__Short task__. Reproduce exactly the lines from the one containing "of the paving" through the last line of the data, both ends included.
═══ Entries
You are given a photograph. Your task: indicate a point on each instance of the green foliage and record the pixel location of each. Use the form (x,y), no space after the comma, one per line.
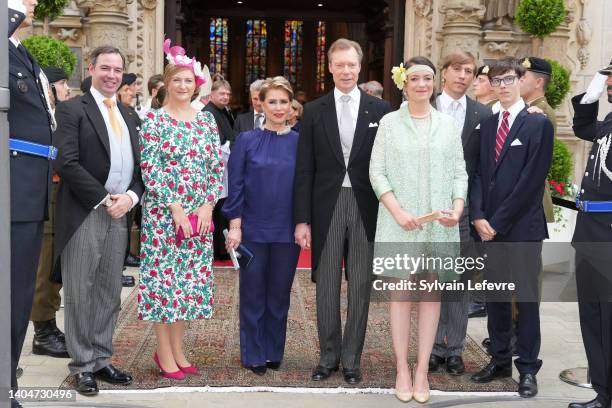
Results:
(50,52)
(559,84)
(540,17)
(561,168)
(49,8)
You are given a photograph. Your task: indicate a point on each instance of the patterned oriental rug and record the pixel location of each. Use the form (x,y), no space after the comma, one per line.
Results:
(213,345)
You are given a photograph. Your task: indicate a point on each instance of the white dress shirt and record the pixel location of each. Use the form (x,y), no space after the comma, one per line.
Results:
(99,98)
(355,95)
(453,107)
(514,111)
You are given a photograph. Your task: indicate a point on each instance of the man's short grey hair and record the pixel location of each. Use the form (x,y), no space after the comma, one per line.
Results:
(374,88)
(256,85)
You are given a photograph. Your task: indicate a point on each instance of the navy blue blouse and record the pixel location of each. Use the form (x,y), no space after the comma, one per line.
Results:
(261,169)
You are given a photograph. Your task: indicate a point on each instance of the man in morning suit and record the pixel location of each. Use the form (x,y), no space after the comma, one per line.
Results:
(506,208)
(253,118)
(335,207)
(458,73)
(593,239)
(30,120)
(100,182)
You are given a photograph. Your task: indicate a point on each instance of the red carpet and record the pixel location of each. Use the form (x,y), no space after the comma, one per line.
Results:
(303,262)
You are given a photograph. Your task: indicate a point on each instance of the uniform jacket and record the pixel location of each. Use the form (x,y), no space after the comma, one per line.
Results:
(29,120)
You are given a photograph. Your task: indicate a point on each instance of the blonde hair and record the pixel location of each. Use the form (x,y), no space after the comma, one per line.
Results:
(170,71)
(276,83)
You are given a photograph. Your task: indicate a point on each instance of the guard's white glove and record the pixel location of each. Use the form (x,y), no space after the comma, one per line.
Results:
(17,5)
(595,90)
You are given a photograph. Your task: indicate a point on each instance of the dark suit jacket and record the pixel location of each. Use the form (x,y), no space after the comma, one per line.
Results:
(320,167)
(29,119)
(593,227)
(244,122)
(508,193)
(83,164)
(226,132)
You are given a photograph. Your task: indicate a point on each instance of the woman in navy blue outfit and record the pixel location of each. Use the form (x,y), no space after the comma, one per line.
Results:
(260,209)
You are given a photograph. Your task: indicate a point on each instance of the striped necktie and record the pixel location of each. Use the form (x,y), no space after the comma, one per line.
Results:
(502,133)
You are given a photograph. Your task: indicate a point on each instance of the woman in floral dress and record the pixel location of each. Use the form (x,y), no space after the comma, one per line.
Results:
(182,172)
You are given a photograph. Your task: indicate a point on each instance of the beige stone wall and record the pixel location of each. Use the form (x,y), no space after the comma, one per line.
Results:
(434,27)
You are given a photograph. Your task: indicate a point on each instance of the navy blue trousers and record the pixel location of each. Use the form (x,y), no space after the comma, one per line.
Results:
(26,241)
(265,288)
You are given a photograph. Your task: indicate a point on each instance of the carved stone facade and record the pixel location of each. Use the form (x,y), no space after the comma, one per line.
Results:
(435,27)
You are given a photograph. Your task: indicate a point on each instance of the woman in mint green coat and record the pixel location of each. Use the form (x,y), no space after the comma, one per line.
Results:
(417,168)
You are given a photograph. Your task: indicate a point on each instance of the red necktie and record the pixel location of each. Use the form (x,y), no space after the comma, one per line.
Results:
(502,133)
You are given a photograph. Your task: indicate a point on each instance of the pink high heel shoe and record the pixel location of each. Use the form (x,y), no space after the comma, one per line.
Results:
(189,370)
(176,375)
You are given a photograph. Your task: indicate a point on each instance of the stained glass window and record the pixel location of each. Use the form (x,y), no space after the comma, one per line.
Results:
(218,46)
(320,51)
(293,52)
(257,43)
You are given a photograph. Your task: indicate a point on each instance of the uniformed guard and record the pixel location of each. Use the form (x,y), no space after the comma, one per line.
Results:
(30,126)
(593,238)
(48,338)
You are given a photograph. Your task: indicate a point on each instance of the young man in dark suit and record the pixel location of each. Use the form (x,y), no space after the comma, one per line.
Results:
(335,207)
(31,121)
(99,169)
(506,208)
(458,71)
(593,239)
(253,118)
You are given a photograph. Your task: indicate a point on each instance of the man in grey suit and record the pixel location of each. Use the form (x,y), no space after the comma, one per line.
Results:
(253,118)
(98,164)
(458,72)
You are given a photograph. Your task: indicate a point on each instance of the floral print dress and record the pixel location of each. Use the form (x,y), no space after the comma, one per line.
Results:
(180,162)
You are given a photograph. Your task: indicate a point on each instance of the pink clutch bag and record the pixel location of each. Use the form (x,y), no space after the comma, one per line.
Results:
(193,220)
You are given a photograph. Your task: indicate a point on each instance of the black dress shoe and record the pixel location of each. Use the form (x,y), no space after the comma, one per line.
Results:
(435,362)
(127,281)
(321,373)
(352,375)
(273,365)
(491,372)
(454,365)
(131,260)
(86,384)
(477,309)
(594,403)
(49,340)
(528,386)
(259,370)
(112,375)
(486,343)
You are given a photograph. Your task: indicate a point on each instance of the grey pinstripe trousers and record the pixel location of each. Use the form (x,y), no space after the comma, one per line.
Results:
(452,327)
(346,239)
(92,263)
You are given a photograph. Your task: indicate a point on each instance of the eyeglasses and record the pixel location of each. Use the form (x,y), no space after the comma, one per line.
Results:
(508,80)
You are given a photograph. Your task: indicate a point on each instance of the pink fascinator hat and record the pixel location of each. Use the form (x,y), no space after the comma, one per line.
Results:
(176,56)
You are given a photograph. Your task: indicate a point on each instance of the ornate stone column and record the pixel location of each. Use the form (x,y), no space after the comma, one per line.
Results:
(107,24)
(461,28)
(149,40)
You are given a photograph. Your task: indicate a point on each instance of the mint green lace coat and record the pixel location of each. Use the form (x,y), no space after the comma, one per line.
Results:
(425,172)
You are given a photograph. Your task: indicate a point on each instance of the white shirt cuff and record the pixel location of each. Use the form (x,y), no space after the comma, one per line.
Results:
(134,198)
(106,197)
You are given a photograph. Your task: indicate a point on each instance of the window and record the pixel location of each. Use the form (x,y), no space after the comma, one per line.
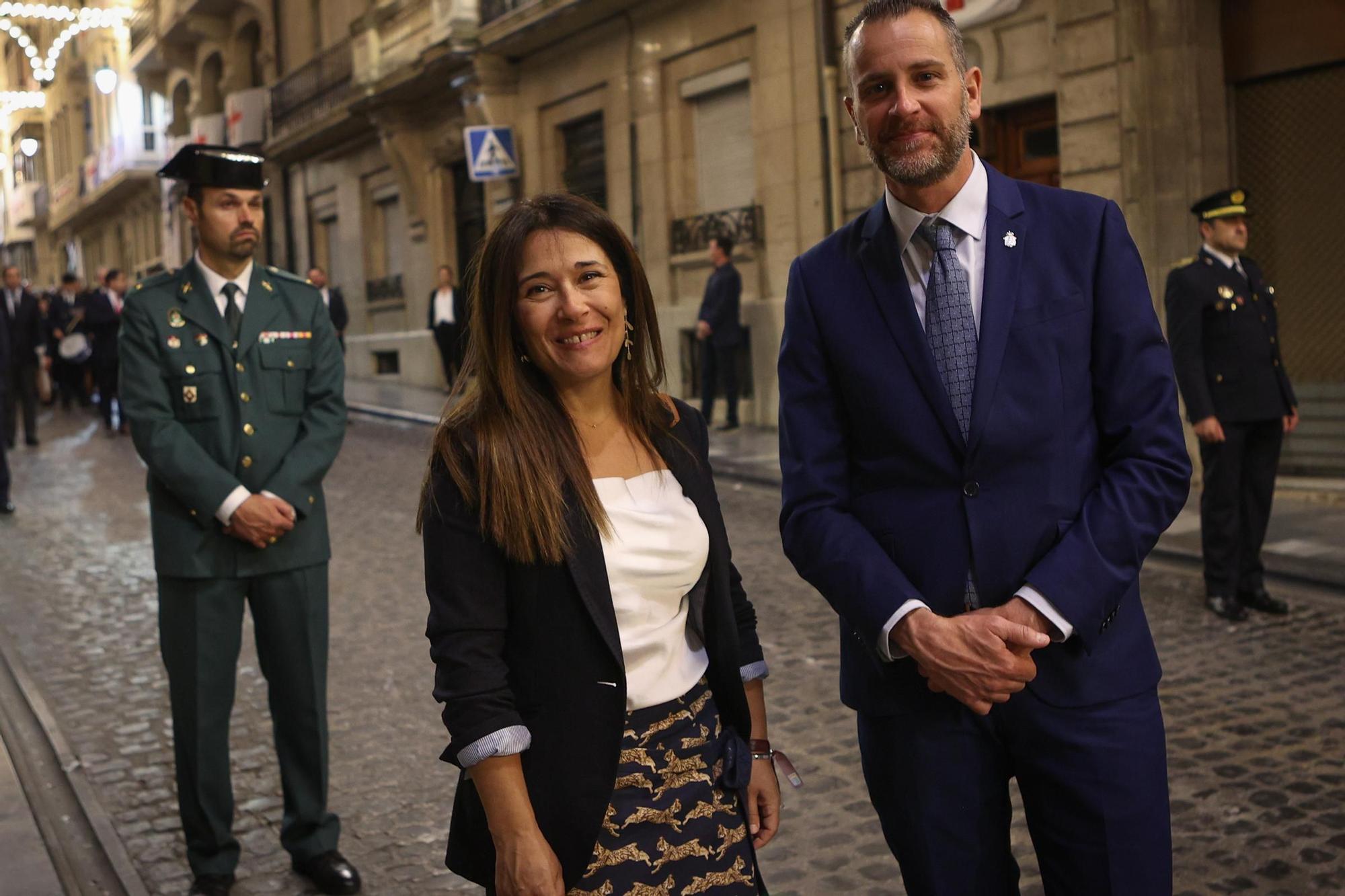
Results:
(586,158)
(726,158)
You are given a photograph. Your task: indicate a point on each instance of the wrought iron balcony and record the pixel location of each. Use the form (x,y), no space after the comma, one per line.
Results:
(742,225)
(313,91)
(388,287)
(493,10)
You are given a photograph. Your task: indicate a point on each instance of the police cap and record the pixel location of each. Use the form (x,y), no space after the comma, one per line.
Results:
(1226,204)
(206,166)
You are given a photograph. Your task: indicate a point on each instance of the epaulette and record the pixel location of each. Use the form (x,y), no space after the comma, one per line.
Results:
(286,275)
(162,278)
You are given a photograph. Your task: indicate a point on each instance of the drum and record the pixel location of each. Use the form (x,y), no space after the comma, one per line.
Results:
(75,349)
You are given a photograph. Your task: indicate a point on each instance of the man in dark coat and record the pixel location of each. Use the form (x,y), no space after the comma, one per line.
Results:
(25,322)
(65,317)
(103,321)
(334,300)
(1226,350)
(233,382)
(720,333)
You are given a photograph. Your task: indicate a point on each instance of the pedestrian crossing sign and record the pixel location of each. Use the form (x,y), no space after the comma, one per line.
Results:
(490,153)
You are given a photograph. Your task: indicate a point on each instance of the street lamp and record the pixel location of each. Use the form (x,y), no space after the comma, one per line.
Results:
(106,80)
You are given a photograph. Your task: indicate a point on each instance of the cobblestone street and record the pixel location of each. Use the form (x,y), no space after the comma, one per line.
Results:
(1256,712)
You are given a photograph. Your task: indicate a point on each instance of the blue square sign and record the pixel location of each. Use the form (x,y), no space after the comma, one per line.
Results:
(490,153)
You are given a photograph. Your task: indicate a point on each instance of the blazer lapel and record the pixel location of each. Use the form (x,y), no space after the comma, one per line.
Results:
(262,309)
(588,568)
(198,304)
(880,257)
(999,292)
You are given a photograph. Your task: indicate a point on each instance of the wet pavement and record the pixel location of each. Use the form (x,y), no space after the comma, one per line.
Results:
(1256,712)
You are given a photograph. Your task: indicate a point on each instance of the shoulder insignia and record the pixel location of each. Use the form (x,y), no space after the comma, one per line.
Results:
(284,275)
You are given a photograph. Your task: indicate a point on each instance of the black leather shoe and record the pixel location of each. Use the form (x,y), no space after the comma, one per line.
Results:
(212,885)
(330,872)
(1226,608)
(1264,602)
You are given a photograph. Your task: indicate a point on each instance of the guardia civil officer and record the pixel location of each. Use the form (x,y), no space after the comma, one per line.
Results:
(233,382)
(1226,350)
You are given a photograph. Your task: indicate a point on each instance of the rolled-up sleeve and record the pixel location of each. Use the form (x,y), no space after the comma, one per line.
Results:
(469,622)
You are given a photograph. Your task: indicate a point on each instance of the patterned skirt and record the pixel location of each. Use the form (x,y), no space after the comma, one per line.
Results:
(672,829)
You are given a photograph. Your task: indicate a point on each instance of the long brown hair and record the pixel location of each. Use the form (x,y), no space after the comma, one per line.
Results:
(508,442)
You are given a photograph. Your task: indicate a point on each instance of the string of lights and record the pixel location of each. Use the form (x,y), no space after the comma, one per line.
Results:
(80,18)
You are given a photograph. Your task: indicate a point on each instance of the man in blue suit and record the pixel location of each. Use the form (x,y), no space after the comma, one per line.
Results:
(981,444)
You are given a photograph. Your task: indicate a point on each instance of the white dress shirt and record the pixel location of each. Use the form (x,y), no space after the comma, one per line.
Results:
(217,283)
(445,307)
(966,212)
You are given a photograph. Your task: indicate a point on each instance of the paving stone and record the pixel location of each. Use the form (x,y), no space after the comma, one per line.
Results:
(1256,729)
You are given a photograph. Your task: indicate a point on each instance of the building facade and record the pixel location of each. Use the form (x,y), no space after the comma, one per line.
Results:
(683,119)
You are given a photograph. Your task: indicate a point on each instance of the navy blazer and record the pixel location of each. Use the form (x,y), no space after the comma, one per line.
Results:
(532,645)
(1074,466)
(722,306)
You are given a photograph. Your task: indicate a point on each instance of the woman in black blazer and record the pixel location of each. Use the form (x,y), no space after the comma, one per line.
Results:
══════
__Written response__.
You are given a photograph. Your task: indicate a point on each instance of the paving stone and record the pixel location of each. Use the form (x,y), no space after the comma, one per line.
Results:
(1256,729)
You are given a photograph. Your task: indicate a point on each instance of the building facade and record the pixel location of each. Use the form (x,y), no space after the comma, one per line.
Results:
(683,119)
You are given a photograph. Your task: indicate a point on each instance of the navy blazer and record the pixel location of each. Use the form (x,y), no space after the comma, one per line.
Results:
(532,645)
(1074,466)
(722,306)
You are given a photograph. Your task: indicate a point on each instance of the woman in black blazer and record the pixel location of each. Use the form (x,y), no space after the comma, one per line.
Results:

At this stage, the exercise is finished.